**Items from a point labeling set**
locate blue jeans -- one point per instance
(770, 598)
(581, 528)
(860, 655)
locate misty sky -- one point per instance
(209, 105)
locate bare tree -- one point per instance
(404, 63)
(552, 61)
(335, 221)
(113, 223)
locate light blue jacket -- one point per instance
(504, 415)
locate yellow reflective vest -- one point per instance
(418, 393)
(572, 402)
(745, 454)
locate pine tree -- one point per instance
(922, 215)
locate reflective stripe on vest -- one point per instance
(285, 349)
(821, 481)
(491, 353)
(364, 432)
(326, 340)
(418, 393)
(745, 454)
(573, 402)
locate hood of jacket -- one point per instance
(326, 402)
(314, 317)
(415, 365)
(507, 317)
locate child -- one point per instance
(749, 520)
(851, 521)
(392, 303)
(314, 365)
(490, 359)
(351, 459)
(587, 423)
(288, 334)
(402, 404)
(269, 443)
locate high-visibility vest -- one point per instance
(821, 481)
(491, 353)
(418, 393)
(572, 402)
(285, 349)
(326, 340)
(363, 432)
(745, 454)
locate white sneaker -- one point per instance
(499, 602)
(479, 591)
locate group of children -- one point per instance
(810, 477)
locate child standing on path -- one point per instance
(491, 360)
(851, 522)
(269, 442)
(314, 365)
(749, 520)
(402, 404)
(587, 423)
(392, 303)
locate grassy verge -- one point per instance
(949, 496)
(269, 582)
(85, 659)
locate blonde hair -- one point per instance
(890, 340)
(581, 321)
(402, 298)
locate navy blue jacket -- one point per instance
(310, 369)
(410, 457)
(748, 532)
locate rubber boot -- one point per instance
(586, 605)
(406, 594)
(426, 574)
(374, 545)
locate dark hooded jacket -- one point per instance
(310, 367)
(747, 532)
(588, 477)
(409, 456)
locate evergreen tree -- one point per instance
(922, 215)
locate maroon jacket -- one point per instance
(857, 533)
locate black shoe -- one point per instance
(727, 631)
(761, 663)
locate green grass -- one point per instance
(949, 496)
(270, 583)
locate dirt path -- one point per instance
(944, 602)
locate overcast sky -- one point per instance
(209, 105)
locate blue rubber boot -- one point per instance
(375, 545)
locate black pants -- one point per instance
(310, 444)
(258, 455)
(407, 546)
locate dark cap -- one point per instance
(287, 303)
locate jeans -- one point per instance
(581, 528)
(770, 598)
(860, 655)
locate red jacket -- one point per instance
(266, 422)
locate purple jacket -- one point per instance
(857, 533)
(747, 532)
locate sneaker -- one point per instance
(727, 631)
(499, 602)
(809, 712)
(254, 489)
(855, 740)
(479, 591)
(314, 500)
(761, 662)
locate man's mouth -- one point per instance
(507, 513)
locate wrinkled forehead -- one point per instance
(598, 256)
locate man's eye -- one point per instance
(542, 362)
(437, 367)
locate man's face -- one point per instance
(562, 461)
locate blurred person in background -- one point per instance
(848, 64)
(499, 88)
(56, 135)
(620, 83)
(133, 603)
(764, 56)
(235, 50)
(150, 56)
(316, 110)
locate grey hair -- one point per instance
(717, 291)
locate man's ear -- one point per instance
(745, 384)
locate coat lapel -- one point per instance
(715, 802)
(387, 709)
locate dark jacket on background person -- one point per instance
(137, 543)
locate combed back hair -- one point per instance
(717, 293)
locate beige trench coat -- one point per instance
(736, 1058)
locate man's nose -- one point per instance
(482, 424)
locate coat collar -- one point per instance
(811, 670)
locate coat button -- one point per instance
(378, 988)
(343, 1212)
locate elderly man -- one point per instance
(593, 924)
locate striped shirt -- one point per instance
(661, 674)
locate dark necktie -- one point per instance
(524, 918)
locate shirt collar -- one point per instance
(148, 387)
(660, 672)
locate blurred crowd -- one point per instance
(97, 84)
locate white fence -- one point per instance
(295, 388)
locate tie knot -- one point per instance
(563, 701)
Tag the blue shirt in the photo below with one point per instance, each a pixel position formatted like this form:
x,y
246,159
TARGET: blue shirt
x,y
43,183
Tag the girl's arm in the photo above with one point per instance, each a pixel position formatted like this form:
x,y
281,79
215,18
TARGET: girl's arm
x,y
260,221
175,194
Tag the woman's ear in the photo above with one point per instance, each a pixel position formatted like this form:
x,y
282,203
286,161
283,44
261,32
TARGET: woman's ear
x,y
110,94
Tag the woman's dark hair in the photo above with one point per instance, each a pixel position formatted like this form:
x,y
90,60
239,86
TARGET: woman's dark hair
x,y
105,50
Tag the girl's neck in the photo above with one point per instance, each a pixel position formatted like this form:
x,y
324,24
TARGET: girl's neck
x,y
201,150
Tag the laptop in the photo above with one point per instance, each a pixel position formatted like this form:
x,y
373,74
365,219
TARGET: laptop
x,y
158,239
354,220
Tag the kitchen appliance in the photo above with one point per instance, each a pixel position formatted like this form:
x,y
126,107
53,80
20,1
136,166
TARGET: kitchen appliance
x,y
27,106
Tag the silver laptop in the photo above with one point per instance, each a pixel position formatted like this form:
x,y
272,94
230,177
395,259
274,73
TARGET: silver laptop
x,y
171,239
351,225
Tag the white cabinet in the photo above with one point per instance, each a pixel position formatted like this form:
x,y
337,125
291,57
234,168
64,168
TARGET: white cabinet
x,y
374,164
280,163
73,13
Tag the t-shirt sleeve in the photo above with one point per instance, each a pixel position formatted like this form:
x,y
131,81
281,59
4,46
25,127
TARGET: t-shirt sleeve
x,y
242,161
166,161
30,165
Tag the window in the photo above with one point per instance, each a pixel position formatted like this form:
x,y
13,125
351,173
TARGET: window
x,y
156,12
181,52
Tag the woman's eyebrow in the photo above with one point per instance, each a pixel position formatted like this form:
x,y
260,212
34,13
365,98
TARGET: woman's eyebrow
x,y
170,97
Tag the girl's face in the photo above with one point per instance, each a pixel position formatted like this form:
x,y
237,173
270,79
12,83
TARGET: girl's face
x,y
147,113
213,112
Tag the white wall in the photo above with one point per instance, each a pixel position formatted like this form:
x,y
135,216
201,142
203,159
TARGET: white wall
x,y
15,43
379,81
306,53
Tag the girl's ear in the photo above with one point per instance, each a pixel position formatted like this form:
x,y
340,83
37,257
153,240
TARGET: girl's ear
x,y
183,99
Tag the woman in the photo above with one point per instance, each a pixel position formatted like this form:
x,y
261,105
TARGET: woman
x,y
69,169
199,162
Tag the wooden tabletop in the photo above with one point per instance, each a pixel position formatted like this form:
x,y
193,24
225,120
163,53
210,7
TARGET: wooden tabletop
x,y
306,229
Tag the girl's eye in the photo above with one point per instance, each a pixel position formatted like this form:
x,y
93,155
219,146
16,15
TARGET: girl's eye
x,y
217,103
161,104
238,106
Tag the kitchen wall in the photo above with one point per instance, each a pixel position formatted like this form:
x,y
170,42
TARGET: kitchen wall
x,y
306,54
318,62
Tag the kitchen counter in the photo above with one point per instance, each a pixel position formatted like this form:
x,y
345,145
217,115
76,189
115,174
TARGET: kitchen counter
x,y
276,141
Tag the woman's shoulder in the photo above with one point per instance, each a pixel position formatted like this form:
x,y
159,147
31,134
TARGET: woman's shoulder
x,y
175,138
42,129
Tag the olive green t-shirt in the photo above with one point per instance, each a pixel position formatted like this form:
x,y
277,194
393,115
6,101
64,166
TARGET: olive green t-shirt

**TO DO**
Output the lines of the items from the one holding "Tag the woman in" through the end of the items, inclusive, as a Markdown table with the columns No. and Line, numbering each row and omitting blank lines.

**RESULT FOR THIS TASK**
| No. | Line |
|---|---|
| 1 | Tag the woman in the photo above with one point per instance, each a pixel position formatted like this form: |
| 2 | x,y |
| 3 | 261,105 |
| 4 | TARGET: woman |
| 5 | x,y |
| 6 | 69,169 |
| 7 | 199,162 |
| 8 | Tag the wooden tabletop in the photo above with one point per instance, each a pixel position formatted like this form: |
| 9 | x,y |
| 10 | 193,24 |
| 11 | 225,120 |
| 12 | 163,53 |
| 13 | 210,7 |
| 14 | TARGET: wooden tabletop |
| 15 | x,y |
| 16 | 306,229 |
| 17 | Tag the girl's eye in the photo above with one point per instance, each a pixel position formatted like this form: |
| 18 | x,y |
| 19 | 93,155 |
| 20 | 219,146 |
| 21 | 16,15 |
| 22 | TARGET: girl's eye |
| 23 | x,y |
| 24 | 217,103 |
| 25 | 161,104 |
| 26 | 238,106 |
| 27 | Tag the kitchen wall in the photo above with one point per instance, each a pixel position formatted like this form: |
| 28 | x,y |
| 29 | 170,42 |
| 30 | TARGET: kitchen wall |
| 31 | x,y |
| 32 | 306,54 |
| 33 | 318,62 |
| 34 | Tag the kitchen counter in the photo above with one point per instance, each a pixel position formatted like this form: |
| 35 | x,y |
| 36 | 345,145 |
| 37 | 217,115 |
| 38 | 76,189 |
| 39 | 115,174 |
| 40 | TARGET: kitchen counter |
| 41 | x,y |
| 42 | 276,141 |
| 43 | Tag the woman's shoulder in the photo above with one point per instance, each a pixel position formatted like this form: |
| 44 | x,y |
| 45 | 159,147 |
| 46 | 31,134 |
| 47 | TARGET: woman's shoulder |
| 48 | x,y |
| 49 | 175,138 |
| 50 | 42,129 |
| 51 | Tag the olive green t-shirt in the photo above with one point per instance, each a pixel position formatted like this form: |
| 52 | x,y |
| 53 | 277,194 |
| 54 | 393,115 |
| 55 | 6,101 |
| 56 | 64,166 |
| 57 | TARGET: olive green t-shirt |